» **Passage given**

● ● ● ●

Closed provinzio closed 2 years ago
Have you seen the example on page 15 of this document?: https://www.bundesfinanzministerium.de/Content/DE/Downloads/BMF_Schreiben/Steuerarten/Einkommensteuer/2021-06-17-est-kryptowaehrungen.pdf?__blob=publicationFile&v=3
It seems like the buy fee is directly added to the buy price and therefore only considered when selling the coins. By this logic, if selling the coins is not taxable, then this would mean that the buy fee (as part of the buy price) is irrelevant.
Page 14 of the document:
Der Marktkurs der hingegebenen Einheiten einer virtuellen Währung zuzüglich eventuell gezahlter Anschaffungsnebenkosten stellt zugleich die Anschaffungskosten der erhaltenen Einheiten einer virtuellen Währung am Tauschtag dar. Die im Zusammenhang mit der Veräußerung der Einheiten einer virtuellen Währung aufgewendeten Transaktionsgebühren sind als Werbungskosten zu berücksichtigen.

● ● ● ●

(Stored records)
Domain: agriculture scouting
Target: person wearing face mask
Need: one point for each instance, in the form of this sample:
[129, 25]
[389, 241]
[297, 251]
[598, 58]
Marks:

● ● ● ●

» **Directives**
a – List every German noun in the quoted passage of the crypto fee post that names a kind of cost or fee.
b – Answer these questions on the crypto fee post:
(i) On which page of the linked document is the example the post asks about?
(ii) According to the post, to what is the buy fee directly added?
(iii) In the quoted German passage, as what are the transaction fees for the sale to be considered?
c – Reproduce the crypto fee post starting at "Page 14 of the" and ending at "Werbungskosten zu berücksichtigen.".

» **Full answers**
a –
Anschaffungsnebenkosten
Anschaffungskosten
Transaktionsgebühren
Werbungskosten

b –
(i) Page 15
(ii) The buy price
(iii) Werbungskosten

c –
Page 14 of the document:
Der Marktkurs der hingegebenen Einheiten einer virtuellen Währung zuzüglich eventuell gezahlter Anschaffungsnebenkosten stellt zugleich die Anschaffungskosten der erhaltenen Einheiten einer virtuellen Währung am Tauschtag dar. Die im Zusammenhang mit der Veräußerung der Einheiten einer virtuellen Währung aufgewendeten Transaktionsgebühren sind als Werbungskosten zu berücksichtigen.